**WHAT YOU NEED TO DO**
a - Decide whether each statement agrees with the text about Karaoke Coffee Club, answering yes or no and quoting the deciding words: (i) The James Brown impersonator sings "I Feel Good" every week. (ii) The Electric Slide is done around 9:00 every Wednesday. (iii) There was a marriage proposal this time around.
b - In the records, take the lines from the first one up to and including the line with "output: one JSON". Rewrite those lines with "oak desk" substituted for "wooden desk" and everything else unchanged.

**TEXT SECTION**
# # # # #
And it kinda became clear, the whole relationship approach, and why it’s important to continue coming back. Because it’s based on recognition. I can smile in recognition at these people, and they may or may not smile back, but there’s no way you can be of use to anybody if you DON’T keep coming back. You get used to them, they get used to you. And maybe then they’ll open up. I’m not the type of person that’s gonna plop down next to them and say, “SO! What’s on your mind! Tell me everything! I’m here to listen!” I wouldn’t do that even if they weren’t homeless. I am as non-talking as they come. But I can sit. I can smile. I can clap for you, even if your rendition of “Girls Just Wanna Have Fun” is nowhere in the neighborhood of on-tempo. I can be your Karaoke Cheerleader (I was about to say Karaoke Klapper, but that just sounds wrong, wrong, wrong.)

I’m happy to report that there were no marriage proposals this time around. I tried to smile and be gracious and scrub the pizza pans, maintaining as little eye contact as possible, and yet being friendly about it. Look at them, smile for two seconds, move on. Yes, I acknowledge you as a person of dignity. Please don’t propose to me, and please don’t hate me for not wanting you to propose to me.

I did have a goal for tonight, and that goal involved the Electric Slide. There are two mainstays to Karaoke Coffee Club. The first one is the James Brown impersonator, who sings “I Feel Good” every week. The pants leg of his costume came undone tonight, but he paid it no mind and kept going, holding up his pants leg the entire time. The man is committed to his art, that’s for sure.

The second mainstay is the Electric Slide, which is done around 9:30 every Wednesday. It’s done to Will Smith’s “Wild Wild West” and one of the guys gets up and does every single word while a mob in the middle does the Electric Slide.
# # # # #
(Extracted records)
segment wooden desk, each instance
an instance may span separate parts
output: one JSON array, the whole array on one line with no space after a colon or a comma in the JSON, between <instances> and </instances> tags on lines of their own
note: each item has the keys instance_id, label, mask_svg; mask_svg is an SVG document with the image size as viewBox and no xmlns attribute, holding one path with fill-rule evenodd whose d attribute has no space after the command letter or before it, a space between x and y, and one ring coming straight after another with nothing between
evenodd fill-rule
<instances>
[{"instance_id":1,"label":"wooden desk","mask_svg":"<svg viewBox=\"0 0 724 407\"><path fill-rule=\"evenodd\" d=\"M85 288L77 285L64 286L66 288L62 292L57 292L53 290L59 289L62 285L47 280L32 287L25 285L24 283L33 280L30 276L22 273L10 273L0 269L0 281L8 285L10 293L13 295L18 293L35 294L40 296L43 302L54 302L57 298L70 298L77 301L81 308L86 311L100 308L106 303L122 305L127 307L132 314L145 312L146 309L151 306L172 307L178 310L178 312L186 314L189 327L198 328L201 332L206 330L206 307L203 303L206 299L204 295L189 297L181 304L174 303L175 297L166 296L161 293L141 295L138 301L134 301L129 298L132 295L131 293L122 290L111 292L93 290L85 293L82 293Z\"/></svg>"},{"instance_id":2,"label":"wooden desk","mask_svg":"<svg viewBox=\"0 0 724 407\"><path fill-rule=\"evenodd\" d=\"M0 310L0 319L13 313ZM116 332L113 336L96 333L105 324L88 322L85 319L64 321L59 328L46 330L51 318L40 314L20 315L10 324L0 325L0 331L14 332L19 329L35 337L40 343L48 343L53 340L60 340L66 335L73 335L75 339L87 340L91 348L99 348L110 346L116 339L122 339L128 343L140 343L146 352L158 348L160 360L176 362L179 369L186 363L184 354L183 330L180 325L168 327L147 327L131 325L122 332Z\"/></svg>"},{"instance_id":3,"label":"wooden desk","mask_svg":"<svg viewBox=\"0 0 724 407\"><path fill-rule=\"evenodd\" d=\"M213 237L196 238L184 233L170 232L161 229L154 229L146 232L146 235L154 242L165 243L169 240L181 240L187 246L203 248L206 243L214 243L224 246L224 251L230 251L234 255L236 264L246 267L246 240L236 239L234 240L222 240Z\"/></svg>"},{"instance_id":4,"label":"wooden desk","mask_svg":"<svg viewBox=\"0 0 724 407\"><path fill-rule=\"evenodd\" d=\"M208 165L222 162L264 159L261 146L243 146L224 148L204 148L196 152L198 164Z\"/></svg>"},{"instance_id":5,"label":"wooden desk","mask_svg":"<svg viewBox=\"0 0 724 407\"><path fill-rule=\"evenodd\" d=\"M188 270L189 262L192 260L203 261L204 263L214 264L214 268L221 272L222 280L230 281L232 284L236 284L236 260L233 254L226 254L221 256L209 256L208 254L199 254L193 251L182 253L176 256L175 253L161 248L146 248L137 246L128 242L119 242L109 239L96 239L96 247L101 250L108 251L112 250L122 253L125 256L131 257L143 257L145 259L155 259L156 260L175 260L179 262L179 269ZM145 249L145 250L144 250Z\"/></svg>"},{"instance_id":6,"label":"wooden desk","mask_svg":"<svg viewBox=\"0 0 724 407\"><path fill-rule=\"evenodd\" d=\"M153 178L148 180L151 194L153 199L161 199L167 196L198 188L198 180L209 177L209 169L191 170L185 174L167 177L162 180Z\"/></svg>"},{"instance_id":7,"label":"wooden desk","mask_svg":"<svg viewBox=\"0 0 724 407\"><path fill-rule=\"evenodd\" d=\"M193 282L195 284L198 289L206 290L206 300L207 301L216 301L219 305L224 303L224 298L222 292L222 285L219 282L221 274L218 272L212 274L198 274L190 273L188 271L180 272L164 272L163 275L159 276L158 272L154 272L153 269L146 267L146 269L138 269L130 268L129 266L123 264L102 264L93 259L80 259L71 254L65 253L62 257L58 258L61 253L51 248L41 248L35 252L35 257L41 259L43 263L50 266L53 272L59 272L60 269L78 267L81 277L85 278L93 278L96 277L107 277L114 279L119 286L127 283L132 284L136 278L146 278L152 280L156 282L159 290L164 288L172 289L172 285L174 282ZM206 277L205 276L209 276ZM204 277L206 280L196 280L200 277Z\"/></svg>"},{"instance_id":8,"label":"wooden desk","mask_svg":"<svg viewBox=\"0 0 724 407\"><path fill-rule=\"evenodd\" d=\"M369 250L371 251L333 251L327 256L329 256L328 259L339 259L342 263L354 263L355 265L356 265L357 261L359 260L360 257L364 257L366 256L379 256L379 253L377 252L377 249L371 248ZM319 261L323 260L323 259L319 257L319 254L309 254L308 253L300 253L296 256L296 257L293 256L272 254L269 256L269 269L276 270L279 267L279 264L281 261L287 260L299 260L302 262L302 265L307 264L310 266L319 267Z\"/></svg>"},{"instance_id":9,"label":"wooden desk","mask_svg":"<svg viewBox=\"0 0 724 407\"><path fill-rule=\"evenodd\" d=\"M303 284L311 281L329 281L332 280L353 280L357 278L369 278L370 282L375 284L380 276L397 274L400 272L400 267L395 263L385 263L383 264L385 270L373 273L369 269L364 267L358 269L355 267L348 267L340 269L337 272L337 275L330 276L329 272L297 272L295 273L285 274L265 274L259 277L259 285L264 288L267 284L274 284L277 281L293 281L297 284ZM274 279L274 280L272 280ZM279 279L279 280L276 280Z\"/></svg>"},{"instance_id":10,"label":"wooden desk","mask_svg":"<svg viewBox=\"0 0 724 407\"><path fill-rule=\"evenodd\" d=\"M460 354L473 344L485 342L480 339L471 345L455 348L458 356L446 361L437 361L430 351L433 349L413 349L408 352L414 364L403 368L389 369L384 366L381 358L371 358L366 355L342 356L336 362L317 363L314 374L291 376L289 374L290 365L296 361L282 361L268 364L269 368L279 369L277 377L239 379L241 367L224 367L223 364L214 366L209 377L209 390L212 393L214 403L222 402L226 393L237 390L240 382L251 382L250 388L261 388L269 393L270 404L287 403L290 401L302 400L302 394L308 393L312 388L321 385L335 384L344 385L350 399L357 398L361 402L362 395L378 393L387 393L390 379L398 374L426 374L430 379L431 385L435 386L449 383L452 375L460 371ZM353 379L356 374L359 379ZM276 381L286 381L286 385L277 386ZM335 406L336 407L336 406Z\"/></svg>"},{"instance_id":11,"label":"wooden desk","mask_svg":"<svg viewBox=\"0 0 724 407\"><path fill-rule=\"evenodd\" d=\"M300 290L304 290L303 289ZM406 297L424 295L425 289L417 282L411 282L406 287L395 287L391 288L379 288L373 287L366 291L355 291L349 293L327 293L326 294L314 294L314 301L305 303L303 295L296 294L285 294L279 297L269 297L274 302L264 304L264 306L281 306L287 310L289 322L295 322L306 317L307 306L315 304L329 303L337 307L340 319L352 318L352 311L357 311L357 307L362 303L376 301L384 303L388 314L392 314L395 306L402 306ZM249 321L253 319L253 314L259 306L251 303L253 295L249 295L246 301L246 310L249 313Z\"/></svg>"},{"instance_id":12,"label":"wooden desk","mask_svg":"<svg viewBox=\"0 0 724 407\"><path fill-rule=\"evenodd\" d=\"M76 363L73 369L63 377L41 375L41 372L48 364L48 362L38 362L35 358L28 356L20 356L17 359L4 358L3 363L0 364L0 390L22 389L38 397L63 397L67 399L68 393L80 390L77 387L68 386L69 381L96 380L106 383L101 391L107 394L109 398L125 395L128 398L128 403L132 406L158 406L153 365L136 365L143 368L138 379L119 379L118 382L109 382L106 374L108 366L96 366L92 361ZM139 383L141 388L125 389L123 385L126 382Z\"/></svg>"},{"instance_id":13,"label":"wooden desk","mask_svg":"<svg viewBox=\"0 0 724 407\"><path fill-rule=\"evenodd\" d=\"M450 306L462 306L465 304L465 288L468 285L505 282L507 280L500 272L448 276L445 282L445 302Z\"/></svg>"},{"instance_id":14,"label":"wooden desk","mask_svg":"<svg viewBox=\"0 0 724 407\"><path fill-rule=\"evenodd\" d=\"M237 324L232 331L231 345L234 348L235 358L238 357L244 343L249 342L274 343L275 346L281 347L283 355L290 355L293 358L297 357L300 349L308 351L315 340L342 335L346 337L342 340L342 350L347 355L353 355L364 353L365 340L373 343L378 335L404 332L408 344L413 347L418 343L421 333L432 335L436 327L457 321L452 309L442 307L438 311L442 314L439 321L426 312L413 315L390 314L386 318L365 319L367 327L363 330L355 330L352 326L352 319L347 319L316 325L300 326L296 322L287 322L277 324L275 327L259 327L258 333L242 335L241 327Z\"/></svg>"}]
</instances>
# # # # #
**RESPONSES TO THE TASKS**
a -
(i) Yes: "The first one is the James Brown impersonator, who sings “I Feel Good” every week."
(ii) No: "The second mainstay is the Electric Slide, which is done around 9:30 every Wednesday."
(iii) No: "I’m happy to report that there were no marriage proposals this time around."

b -
segment oak desk, each instance
an instance may span separate parts
output: one JSON array, the whole array on one line with no space after a colon or a comma in the JSON, between <instances> and </instances> tags on lines of their own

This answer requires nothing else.